◆ Information supplied:

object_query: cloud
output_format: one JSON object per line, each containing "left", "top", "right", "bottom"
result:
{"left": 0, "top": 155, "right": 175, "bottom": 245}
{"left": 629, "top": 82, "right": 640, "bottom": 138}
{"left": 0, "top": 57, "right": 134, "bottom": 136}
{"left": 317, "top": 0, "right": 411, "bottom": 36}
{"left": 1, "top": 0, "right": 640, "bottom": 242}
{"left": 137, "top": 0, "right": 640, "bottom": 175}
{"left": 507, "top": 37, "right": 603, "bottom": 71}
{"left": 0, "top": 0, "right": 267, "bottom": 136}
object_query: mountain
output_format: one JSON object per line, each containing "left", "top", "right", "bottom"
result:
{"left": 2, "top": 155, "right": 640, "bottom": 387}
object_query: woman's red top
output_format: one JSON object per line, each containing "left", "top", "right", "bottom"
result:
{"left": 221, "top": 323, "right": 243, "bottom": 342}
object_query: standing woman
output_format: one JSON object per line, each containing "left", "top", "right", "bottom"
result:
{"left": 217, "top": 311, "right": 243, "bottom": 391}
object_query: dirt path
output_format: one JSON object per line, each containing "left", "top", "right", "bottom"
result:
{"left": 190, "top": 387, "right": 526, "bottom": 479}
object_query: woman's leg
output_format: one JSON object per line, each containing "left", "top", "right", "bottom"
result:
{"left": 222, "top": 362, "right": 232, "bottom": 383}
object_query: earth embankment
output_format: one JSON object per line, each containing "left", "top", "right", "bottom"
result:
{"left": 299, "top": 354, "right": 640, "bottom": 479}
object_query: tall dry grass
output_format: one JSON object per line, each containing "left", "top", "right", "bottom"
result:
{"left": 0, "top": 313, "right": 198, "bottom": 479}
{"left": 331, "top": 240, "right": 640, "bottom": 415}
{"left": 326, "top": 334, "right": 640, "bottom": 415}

◆ Exercise instructions:
Your answer should be the full set of records, printed exactly.

◆ Expected answer:
object_query: cloud
output_format: one JSON object per line, each containing "left", "top", "right", "bottom"
result:
{"left": 0, "top": 155, "right": 175, "bottom": 245}
{"left": 629, "top": 82, "right": 640, "bottom": 138}
{"left": 0, "top": 57, "right": 134, "bottom": 136}
{"left": 317, "top": 0, "right": 411, "bottom": 36}
{"left": 1, "top": 0, "right": 640, "bottom": 242}
{"left": 137, "top": 0, "right": 640, "bottom": 175}
{"left": 507, "top": 37, "right": 603, "bottom": 71}
{"left": 0, "top": 0, "right": 267, "bottom": 136}
object_query: mountain
output_format: one JSON object per line, each containing "left", "top", "right", "bottom"
result:
{"left": 2, "top": 155, "right": 640, "bottom": 387}
object_query: woman's red top
output_format: one JSON object per line, each containing "left", "top", "right", "bottom"
result:
{"left": 221, "top": 323, "right": 243, "bottom": 342}
object_query: standing woman
output_format: one JSON object per line, each containing "left", "top", "right", "bottom"
result:
{"left": 217, "top": 311, "right": 243, "bottom": 391}
object_query: dirt path
output_format: one JSON object per line, each containing "left", "top", "right", "bottom"
result:
{"left": 190, "top": 387, "right": 526, "bottom": 479}
object_query: woman's leg
output_format: one JSON object per line, each containing "left", "top", "right", "bottom"
result:
{"left": 222, "top": 362, "right": 232, "bottom": 383}
object_query: earth embankment
output_format: one JSON object per line, each containing "left", "top", "right", "bottom"
result:
{"left": 299, "top": 354, "right": 640, "bottom": 479}
object_query: tall dry grass
output_format: one JSON object per line, each containing "left", "top", "right", "bottom"
result:
{"left": 0, "top": 313, "right": 198, "bottom": 479}
{"left": 331, "top": 240, "right": 640, "bottom": 415}
{"left": 326, "top": 334, "right": 640, "bottom": 415}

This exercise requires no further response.